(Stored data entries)
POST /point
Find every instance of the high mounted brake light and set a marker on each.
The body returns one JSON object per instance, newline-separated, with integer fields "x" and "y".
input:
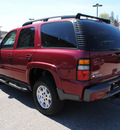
{"x": 83, "y": 69}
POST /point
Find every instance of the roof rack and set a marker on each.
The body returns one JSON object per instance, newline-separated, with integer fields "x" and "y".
{"x": 68, "y": 16}
{"x": 88, "y": 16}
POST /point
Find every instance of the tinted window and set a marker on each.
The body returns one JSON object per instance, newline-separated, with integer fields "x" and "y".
{"x": 26, "y": 38}
{"x": 102, "y": 36}
{"x": 58, "y": 34}
{"x": 9, "y": 40}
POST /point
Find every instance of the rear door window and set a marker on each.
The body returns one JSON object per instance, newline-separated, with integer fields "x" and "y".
{"x": 102, "y": 36}
{"x": 58, "y": 35}
{"x": 8, "y": 41}
{"x": 26, "y": 38}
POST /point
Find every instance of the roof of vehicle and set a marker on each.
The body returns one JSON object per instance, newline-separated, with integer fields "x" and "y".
{"x": 78, "y": 16}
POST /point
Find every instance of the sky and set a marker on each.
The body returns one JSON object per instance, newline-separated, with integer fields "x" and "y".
{"x": 13, "y": 13}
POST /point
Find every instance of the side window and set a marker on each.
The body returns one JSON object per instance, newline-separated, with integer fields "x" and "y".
{"x": 58, "y": 34}
{"x": 9, "y": 40}
{"x": 26, "y": 38}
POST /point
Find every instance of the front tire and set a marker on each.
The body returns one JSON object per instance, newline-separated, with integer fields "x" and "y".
{"x": 46, "y": 98}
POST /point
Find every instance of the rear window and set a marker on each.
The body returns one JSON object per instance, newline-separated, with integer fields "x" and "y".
{"x": 58, "y": 35}
{"x": 102, "y": 36}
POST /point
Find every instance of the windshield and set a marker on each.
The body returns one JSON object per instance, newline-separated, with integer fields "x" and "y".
{"x": 101, "y": 36}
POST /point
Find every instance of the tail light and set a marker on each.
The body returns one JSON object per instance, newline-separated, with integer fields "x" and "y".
{"x": 83, "y": 69}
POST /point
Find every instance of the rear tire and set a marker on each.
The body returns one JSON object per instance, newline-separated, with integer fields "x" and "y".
{"x": 46, "y": 98}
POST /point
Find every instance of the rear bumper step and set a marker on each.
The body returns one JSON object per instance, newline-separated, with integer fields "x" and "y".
{"x": 19, "y": 86}
{"x": 102, "y": 90}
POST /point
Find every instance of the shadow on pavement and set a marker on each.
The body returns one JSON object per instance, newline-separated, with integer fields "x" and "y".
{"x": 24, "y": 97}
{"x": 103, "y": 114}
{"x": 94, "y": 115}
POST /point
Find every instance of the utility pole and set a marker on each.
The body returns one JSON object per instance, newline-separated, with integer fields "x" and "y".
{"x": 97, "y": 5}
{"x": 0, "y": 31}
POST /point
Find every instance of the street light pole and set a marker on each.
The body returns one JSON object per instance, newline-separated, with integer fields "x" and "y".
{"x": 97, "y": 5}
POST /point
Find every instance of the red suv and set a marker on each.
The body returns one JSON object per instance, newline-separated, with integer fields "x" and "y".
{"x": 62, "y": 58}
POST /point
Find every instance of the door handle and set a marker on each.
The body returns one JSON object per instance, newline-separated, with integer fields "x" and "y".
{"x": 29, "y": 57}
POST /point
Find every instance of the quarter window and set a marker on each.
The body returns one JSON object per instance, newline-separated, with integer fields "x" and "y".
{"x": 26, "y": 38}
{"x": 58, "y": 35}
{"x": 8, "y": 41}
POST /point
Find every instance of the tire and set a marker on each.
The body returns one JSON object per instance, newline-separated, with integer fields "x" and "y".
{"x": 46, "y": 98}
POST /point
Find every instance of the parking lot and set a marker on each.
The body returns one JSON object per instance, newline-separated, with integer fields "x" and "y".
{"x": 18, "y": 112}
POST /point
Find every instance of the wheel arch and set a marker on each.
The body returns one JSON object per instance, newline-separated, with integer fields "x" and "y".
{"x": 36, "y": 70}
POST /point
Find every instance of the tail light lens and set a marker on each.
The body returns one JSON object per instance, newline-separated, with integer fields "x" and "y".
{"x": 83, "y": 69}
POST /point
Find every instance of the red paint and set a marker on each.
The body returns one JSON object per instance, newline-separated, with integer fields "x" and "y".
{"x": 62, "y": 63}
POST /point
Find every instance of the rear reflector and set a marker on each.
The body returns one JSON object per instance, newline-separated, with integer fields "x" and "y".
{"x": 83, "y": 71}
{"x": 83, "y": 75}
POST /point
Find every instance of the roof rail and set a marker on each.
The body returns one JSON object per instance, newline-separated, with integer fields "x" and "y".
{"x": 68, "y": 16}
{"x": 88, "y": 16}
{"x": 46, "y": 19}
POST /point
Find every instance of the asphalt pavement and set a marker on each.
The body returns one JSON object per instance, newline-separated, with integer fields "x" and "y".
{"x": 18, "y": 112}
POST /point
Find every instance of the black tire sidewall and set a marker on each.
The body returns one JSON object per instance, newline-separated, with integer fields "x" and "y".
{"x": 54, "y": 97}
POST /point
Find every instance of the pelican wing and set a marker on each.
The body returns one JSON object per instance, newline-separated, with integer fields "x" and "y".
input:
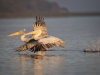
{"x": 40, "y": 25}
{"x": 44, "y": 43}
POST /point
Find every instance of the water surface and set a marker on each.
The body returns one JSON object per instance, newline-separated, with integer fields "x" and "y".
{"x": 76, "y": 31}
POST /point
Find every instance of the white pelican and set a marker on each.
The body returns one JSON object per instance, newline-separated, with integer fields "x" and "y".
{"x": 39, "y": 25}
{"x": 40, "y": 40}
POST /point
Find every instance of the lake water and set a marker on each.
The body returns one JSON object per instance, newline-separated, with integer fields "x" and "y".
{"x": 71, "y": 60}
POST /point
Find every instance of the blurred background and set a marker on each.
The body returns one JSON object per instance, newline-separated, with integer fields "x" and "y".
{"x": 75, "y": 21}
{"x": 48, "y": 8}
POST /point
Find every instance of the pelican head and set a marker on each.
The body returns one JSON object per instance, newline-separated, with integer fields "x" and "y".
{"x": 34, "y": 32}
{"x": 21, "y": 32}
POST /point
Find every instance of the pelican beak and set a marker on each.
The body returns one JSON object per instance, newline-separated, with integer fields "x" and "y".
{"x": 16, "y": 33}
{"x": 33, "y": 32}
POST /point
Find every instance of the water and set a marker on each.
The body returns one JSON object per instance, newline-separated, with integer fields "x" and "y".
{"x": 76, "y": 31}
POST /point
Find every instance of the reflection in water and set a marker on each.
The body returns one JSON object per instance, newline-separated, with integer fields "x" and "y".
{"x": 40, "y": 65}
{"x": 23, "y": 63}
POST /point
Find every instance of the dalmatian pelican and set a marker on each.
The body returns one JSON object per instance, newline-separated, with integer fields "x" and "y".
{"x": 40, "y": 40}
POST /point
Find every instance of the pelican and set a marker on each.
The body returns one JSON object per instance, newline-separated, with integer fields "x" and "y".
{"x": 42, "y": 27}
{"x": 40, "y": 40}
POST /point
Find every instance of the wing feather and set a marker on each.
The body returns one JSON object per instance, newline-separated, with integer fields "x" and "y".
{"x": 40, "y": 25}
{"x": 42, "y": 44}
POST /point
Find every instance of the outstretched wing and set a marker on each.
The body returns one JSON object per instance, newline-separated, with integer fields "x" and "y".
{"x": 42, "y": 44}
{"x": 40, "y": 25}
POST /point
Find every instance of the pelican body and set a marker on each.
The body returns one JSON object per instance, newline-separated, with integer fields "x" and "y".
{"x": 40, "y": 39}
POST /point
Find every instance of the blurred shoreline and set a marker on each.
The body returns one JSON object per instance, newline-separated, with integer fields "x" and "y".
{"x": 31, "y": 15}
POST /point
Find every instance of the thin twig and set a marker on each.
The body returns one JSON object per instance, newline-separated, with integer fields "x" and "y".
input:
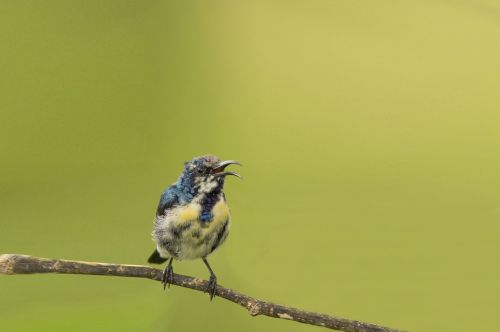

YOUR GOAL:
Give the number of lines that hold the word "tire" in these records, with nothing added.

YOUR SOLUTION:
4